*About this exercise*
Your response should consist of every entry, unchanged.

[Stored records]
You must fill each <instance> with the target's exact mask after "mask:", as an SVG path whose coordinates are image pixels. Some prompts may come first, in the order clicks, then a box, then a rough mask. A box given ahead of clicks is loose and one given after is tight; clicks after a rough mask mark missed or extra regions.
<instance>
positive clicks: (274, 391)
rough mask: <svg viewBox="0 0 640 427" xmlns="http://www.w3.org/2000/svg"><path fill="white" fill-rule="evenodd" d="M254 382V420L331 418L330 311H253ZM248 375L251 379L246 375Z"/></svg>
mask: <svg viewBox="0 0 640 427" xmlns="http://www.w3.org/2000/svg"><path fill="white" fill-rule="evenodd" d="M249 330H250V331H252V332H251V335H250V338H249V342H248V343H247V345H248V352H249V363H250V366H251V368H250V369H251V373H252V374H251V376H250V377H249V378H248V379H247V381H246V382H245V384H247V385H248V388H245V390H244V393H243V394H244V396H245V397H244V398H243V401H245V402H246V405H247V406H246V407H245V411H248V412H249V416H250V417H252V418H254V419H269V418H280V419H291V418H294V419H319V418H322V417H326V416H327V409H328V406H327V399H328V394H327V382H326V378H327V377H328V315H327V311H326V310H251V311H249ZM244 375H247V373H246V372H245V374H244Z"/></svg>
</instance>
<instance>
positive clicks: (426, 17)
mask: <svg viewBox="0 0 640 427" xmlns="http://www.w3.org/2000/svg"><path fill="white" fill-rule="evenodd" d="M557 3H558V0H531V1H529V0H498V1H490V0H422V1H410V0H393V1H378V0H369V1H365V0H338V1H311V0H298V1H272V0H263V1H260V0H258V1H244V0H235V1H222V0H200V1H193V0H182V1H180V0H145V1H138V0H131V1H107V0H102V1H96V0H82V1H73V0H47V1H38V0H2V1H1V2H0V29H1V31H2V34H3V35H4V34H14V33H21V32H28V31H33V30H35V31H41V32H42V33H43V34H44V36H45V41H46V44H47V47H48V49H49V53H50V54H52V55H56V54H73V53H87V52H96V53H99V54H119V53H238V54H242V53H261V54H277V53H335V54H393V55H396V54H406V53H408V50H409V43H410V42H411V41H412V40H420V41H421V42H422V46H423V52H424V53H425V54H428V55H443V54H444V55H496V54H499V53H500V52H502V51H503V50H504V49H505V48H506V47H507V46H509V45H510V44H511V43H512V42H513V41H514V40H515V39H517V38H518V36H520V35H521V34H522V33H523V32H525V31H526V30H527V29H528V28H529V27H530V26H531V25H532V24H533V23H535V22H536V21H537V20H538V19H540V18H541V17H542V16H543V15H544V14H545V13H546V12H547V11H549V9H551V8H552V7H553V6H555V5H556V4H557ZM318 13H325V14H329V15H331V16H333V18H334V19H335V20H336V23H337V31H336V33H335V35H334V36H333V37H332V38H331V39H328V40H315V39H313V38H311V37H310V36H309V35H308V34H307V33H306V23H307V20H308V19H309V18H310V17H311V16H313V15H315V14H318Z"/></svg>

*Response to this task*
You must fill each <instance> with the target's exact mask after "mask:", as an SVG path whose coordinates are image pixels. Some prompts may come first, in the order clicks, then a box, then a rough mask. A box given ahead of clicks is loose and one given after is tight; clicks after a rough mask mark missed or extra regions.
<instance>
positive clicks: (274, 391)
rough mask: <svg viewBox="0 0 640 427" xmlns="http://www.w3.org/2000/svg"><path fill="white" fill-rule="evenodd" d="M254 382V420L331 418L330 311H253ZM248 375L251 379L246 375Z"/></svg>
mask: <svg viewBox="0 0 640 427" xmlns="http://www.w3.org/2000/svg"><path fill="white" fill-rule="evenodd" d="M249 330H250V331H252V332H251V335H250V338H249V342H248V343H247V345H248V352H249V363H250V366H251V368H250V369H251V373H252V374H251V376H250V377H249V378H248V379H247V381H246V382H245V384H247V385H248V388H245V390H244V393H243V394H244V396H245V397H244V398H243V401H245V402H246V405H247V406H246V407H245V411H248V412H249V416H250V417H252V418H254V419H269V418H280V419H291V418H294V419H319V418H322V417H326V416H327V409H328V406H327V399H328V394H327V382H326V378H327V377H328V315H327V311H326V310H251V311H249ZM244 375H247V373H246V372H245V374H244Z"/></svg>
</instance>
<instance>
positive clicks: (426, 17)
mask: <svg viewBox="0 0 640 427" xmlns="http://www.w3.org/2000/svg"><path fill="white" fill-rule="evenodd" d="M557 3H558V0H531V1H529V0H498V1H490V0H422V1H410V0H393V1H378V0H369V1H365V0H338V1H311V0H298V1H272V0H263V1H260V0H258V1H244V0H235V1H222V0H200V1H193V0H182V1H180V0H145V1H138V0H131V1H107V0H102V1H96V0H82V1H73V0H47V1H38V0H2V1H1V2H0V29H1V31H2V34H3V35H4V34H14V33H21V32H28V31H33V30H35V31H41V32H42V33H43V34H44V36H45V41H46V44H47V47H48V49H49V53H50V54H52V55H56V54H73V53H87V52H96V53H99V54H119V53H238V54H242V53H261V54H277V53H335V54H393V55H396V54H406V53H408V50H409V43H410V42H411V41H412V40H420V41H421V42H422V46H423V52H424V53H425V54H428V55H443V54H444V55H496V54H499V53H500V52H502V51H503V50H504V49H505V48H506V47H507V46H509V45H510V44H511V43H512V42H513V41H514V40H515V39H517V38H518V36H520V35H521V34H522V33H523V32H525V31H526V30H527V29H528V28H529V27H530V26H531V25H532V24H533V23H535V22H536V21H537V20H538V19H540V18H541V17H542V16H543V15H544V14H545V13H546V12H547V11H549V9H551V8H552V7H553V6H555V5H556V4H557ZM318 13H325V14H329V15H331V16H333V18H334V19H335V20H336V23H337V31H336V33H335V35H334V36H333V37H332V38H331V39H328V40H315V39H313V38H311V37H310V36H309V35H308V34H307V33H306V23H307V20H308V19H309V18H310V17H311V16H313V15H315V14H318Z"/></svg>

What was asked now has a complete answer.